Document extract:
Penguin Books, 2008 (2007). ISBN 9780141029542. 209 pp.
This adult novel is quite
short and a fairly easy read, but the ideas explored are, in the words of the
Board's rubric 'confronting' and 'provocative'. The whole novel is a dramatic
monologue. That means it is entirely in the voice of one person who is speaking
to the reader directly, like an actor on a stage directly addressing the
audience. In a dramatic monologue we not only hear the voice of the speaker -
and only of the speaker - but that voice creates for us a scene, like a play on
a stage, where we observe things happening. In The Reluctant Fundamentalist the speaker is a young Pakistani,
Changez, who has spent a lot of time in the United States where he had great
success, first as a student and then as a businessman. But 9/11 changed
everything for him. Here he is in a cafe in Lahore, talking to a stranger. Over
the course of the afternoon and evening we learn his story, as he tells it to
the stranger. We never hear the stranger directly, although we can guess at
some of what he says and what he does from the narrator’s comments. The
stranger is probably an American, possibly a military type, and he becomes an
increasingly sinister figure as the afternoon progresses. Is it a wallet or
perhaps a gun that he reaches for from time to time in his inside coat pocket?
What is his purpose there in Lahore? The tension mounts, climaxing in a violent
but ambiguous ending.
The dramatic
monologue is one of the most effective choices for a writer who wants the
reader to make a gradual discovery. As we hear the speaker's voice, we learn
more and more about the situation - although, in this case, we never discover exactly
what happens at the end. Different readers come to different conclusions, as
the rubric suggests, according to our contexts and values. But The Reluctant Fundamentalist is also
about a self-discovery on the part of the speaker: a sudden, shocking
self-discovery. Changez had enthusiastically embraced the West and had had
great success there. At the time of 9/11 he is working in a prestigious job for
an American business. He is on business in Manila when he turns on his
television:
I stared as one – and then the other – of the twin
towers of New York’s World Trade Center collapsed. And then I smiled. Yes,
despicable as it may sound, my initial reaction was to be remarkably pleased.
When Changez reveals this reaction in the cafe in
Lahore, he notices the American clench his fist. He tries to explain. He is not
a psychopath who glories in the deaths of innocent people:
But at that moment, my thoughts were not with the
victims of the attack … no, I was caught up in the symbolism of it all, the
fact that someone had so visibly brought America to its knees.
That is a huge moment of self-discovery for Changez.
It is a shock, too, for the reader, who has been impressed with Changez's
civility and sophistication. Again, readers react differently to this
discovery, depending on their contexts and values. While some find Changez's
discovery offensive, the novel forces the reader to go beyond easy black-and-white
judgments about international tensions and some of their underlying causes. For
many readers, the process of discovery will include 'new understandings', a
re-evaluation of their own views.
Rules of Summer
by
Shaun Tan. Lothian, 2013. ISBN 9780734410672. 48 pp. Hardcover. Also available
as an app.

Explore the material:
A: According to the review of The Reluctant Fundamentalist, where is Changez when he watches the twin towers collapse on television?
B: Condense the paragraph of the review that begins "That is a huge moment of self-discovery for Changez" into two or three sentences, keeping its main facts.
C: From the review, return the part that opens with the words containing "That is a huge" and closes with "their own views.", copied verbatim.

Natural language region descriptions
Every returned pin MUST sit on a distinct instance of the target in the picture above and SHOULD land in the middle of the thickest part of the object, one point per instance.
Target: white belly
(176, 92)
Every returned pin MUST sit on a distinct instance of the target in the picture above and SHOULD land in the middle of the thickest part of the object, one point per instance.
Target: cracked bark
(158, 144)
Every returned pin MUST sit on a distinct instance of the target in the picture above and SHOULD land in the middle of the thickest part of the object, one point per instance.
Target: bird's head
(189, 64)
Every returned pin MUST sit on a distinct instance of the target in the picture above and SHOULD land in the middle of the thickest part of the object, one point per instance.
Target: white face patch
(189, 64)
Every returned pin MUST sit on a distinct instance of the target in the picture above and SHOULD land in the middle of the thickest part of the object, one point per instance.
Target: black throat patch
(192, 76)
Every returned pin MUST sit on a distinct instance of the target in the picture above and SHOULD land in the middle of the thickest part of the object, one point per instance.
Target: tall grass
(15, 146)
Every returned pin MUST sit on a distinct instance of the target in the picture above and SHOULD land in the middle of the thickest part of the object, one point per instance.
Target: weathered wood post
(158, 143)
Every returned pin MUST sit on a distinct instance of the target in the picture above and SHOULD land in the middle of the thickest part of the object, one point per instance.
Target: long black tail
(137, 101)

Solution list:
A: He is on business in Manila.

B: Changez's reaction is a major self-discovery for him and a shock to readers, who had been impressed by his civility and sophistication. Readers respond differently depending on their contexts and values, and some find the discovery offensive. Still, the novel pushes readers beyond easy black-and-white judgments about international tensions and their underlying causes, and for many this brings new understandings and a re-evaluation of their own views.

C:
That is a huge moment of self-discovery for Changez.
It is a shock, too, for the reader, who has been impressed with Changez's
civility and sophistication. Again, readers react differently to this
discovery, depending on their contexts and values. While some find Changez's
discovery offensive, the novel forces the reader to go beyond easy black-and-white
judgments about international tensions and some of their underlying causes. For
many readers, the process of discovery will include 'new understandings', a
re-evaluation of their own views.